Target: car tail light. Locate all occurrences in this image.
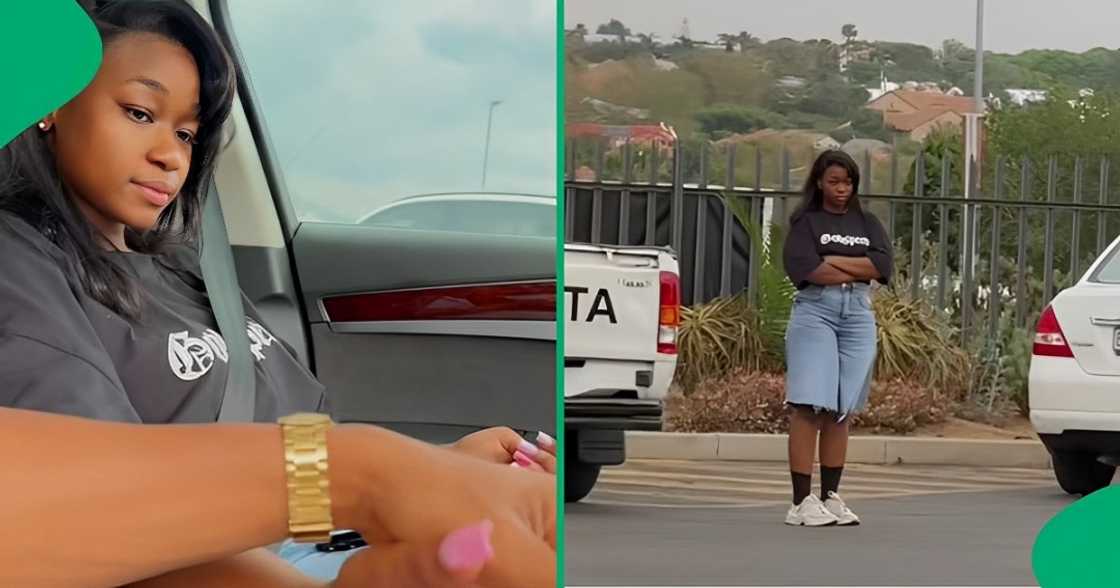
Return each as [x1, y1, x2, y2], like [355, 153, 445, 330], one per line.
[657, 271, 681, 354]
[1033, 306, 1073, 357]
[323, 281, 557, 323]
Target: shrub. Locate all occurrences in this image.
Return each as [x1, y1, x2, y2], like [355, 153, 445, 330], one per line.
[871, 288, 971, 401]
[674, 295, 764, 393]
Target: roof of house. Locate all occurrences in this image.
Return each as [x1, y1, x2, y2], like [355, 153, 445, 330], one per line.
[887, 110, 960, 132]
[871, 90, 976, 112]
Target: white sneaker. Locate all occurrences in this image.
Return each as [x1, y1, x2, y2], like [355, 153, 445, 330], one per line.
[824, 492, 859, 525]
[785, 494, 840, 526]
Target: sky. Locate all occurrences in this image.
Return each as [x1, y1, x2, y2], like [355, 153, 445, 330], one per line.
[564, 0, 1120, 53]
[230, 0, 557, 223]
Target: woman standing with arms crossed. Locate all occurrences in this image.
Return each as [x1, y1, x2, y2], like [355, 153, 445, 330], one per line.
[784, 150, 894, 526]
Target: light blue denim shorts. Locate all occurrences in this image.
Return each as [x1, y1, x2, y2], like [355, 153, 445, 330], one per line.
[785, 283, 877, 421]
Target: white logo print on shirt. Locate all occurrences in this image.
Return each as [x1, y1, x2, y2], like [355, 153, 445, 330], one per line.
[167, 319, 277, 382]
[821, 233, 871, 248]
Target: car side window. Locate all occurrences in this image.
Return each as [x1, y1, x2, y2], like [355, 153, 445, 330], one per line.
[228, 0, 557, 223]
[1092, 245, 1120, 283]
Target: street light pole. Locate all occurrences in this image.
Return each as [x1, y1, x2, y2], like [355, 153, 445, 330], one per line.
[962, 0, 984, 260]
[483, 100, 502, 192]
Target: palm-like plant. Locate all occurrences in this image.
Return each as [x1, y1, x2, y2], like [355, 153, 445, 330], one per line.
[724, 194, 797, 366]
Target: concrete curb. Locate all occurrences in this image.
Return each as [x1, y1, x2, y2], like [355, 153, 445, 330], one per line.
[626, 431, 1051, 469]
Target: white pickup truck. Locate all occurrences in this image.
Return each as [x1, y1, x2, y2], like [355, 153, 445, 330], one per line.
[564, 244, 681, 502]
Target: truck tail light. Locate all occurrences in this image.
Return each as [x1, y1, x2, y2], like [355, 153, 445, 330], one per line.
[657, 271, 681, 354]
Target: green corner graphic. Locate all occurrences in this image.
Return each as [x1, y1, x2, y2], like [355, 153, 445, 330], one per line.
[1032, 486, 1120, 588]
[0, 0, 101, 147]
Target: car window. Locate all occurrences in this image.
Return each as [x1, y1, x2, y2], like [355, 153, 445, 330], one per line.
[1091, 243, 1120, 283]
[364, 200, 556, 237]
[228, 0, 557, 223]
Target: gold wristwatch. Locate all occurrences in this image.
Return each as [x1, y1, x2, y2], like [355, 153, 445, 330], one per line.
[279, 412, 334, 543]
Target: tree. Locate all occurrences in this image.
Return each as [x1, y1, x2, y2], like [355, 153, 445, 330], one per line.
[596, 18, 631, 40]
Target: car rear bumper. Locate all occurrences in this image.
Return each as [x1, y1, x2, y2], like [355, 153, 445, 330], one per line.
[1027, 355, 1120, 425]
[1030, 407, 1120, 435]
[563, 398, 662, 431]
[1038, 429, 1120, 460]
[564, 354, 676, 401]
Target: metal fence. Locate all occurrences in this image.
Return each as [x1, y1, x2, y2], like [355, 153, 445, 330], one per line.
[564, 141, 1120, 336]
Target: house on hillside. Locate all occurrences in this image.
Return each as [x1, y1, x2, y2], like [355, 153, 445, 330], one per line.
[867, 90, 976, 141]
[1006, 87, 1048, 106]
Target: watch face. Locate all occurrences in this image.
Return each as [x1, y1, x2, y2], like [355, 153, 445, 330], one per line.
[280, 412, 330, 424]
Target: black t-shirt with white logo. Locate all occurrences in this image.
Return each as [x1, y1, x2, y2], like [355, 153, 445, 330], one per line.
[782, 204, 894, 290]
[0, 214, 326, 423]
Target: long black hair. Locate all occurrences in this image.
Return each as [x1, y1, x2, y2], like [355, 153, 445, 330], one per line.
[790, 149, 862, 224]
[0, 0, 236, 318]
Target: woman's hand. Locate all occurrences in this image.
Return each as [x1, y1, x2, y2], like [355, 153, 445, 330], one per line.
[330, 521, 494, 588]
[329, 426, 557, 588]
[451, 427, 557, 474]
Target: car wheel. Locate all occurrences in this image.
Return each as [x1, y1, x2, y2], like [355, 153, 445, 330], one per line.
[563, 451, 601, 502]
[1051, 451, 1117, 496]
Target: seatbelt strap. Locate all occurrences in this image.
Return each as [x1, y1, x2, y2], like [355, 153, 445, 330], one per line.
[200, 181, 256, 422]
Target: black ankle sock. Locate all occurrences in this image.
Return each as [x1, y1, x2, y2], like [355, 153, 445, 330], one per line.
[790, 472, 813, 504]
[821, 466, 843, 500]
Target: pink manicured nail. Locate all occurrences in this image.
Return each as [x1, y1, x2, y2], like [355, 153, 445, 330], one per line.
[439, 521, 494, 571]
[536, 431, 557, 447]
[517, 439, 541, 457]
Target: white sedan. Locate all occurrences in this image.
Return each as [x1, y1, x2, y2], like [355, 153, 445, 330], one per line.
[1028, 234, 1120, 495]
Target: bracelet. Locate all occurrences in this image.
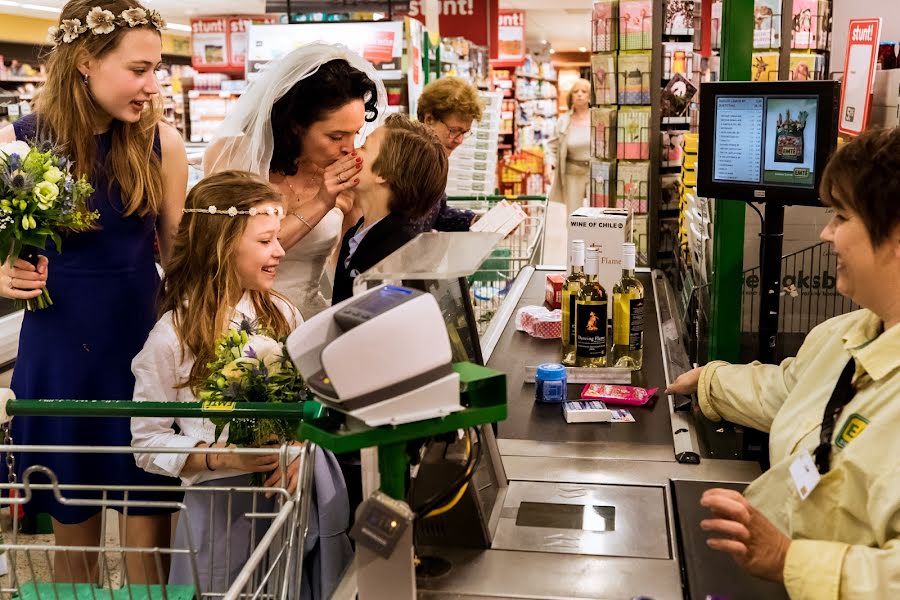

EXERCISE BRIEF: Swap "concrete curb" for "stone curb" in the rows from the line holding "Target: car side" through the line holding "[0, 0, 101, 147]", inclusive, and give back only those lines with everything else unchanged.

FINISHED TASK:
Target: car side window. Locate all occurrences in this image.
Return each as [x1, y1, x2, y2], like [355, 153, 445, 330], one per line.
[228, 0, 557, 223]
[1092, 245, 1120, 283]
Target: street light pole. Locate all occurrences in this image.
Return each as [x1, y1, x2, y2], like [355, 153, 445, 330], one per line.
[962, 0, 984, 260]
[483, 100, 502, 192]
Target: palm-like plant. Locate all occurrences in this image.
Return each as [x1, y1, x2, y2], like [355, 153, 445, 330], one per line.
[724, 194, 797, 366]
Target: stone curb. Locate all occurrences in this image.
Return each as [x1, y1, x2, y2], like [355, 153, 445, 330], one per line.
[626, 431, 1051, 469]
Target: white pickup truck. Locate all occurrences in this image.
Return each as [x1, y1, x2, y2], like [355, 153, 445, 330], one per line.
[564, 244, 681, 502]
Target: truck tail light. Locate all occurrences in this image.
Return each as [x1, y1, x2, y2], like [355, 153, 445, 330], one per line.
[657, 271, 681, 354]
Target: green corner graphic. Locate all occurrences in this image.
Return each as [x1, y1, x2, y2], like [355, 153, 445, 330], one per line.
[1032, 486, 1120, 588]
[0, 0, 101, 147]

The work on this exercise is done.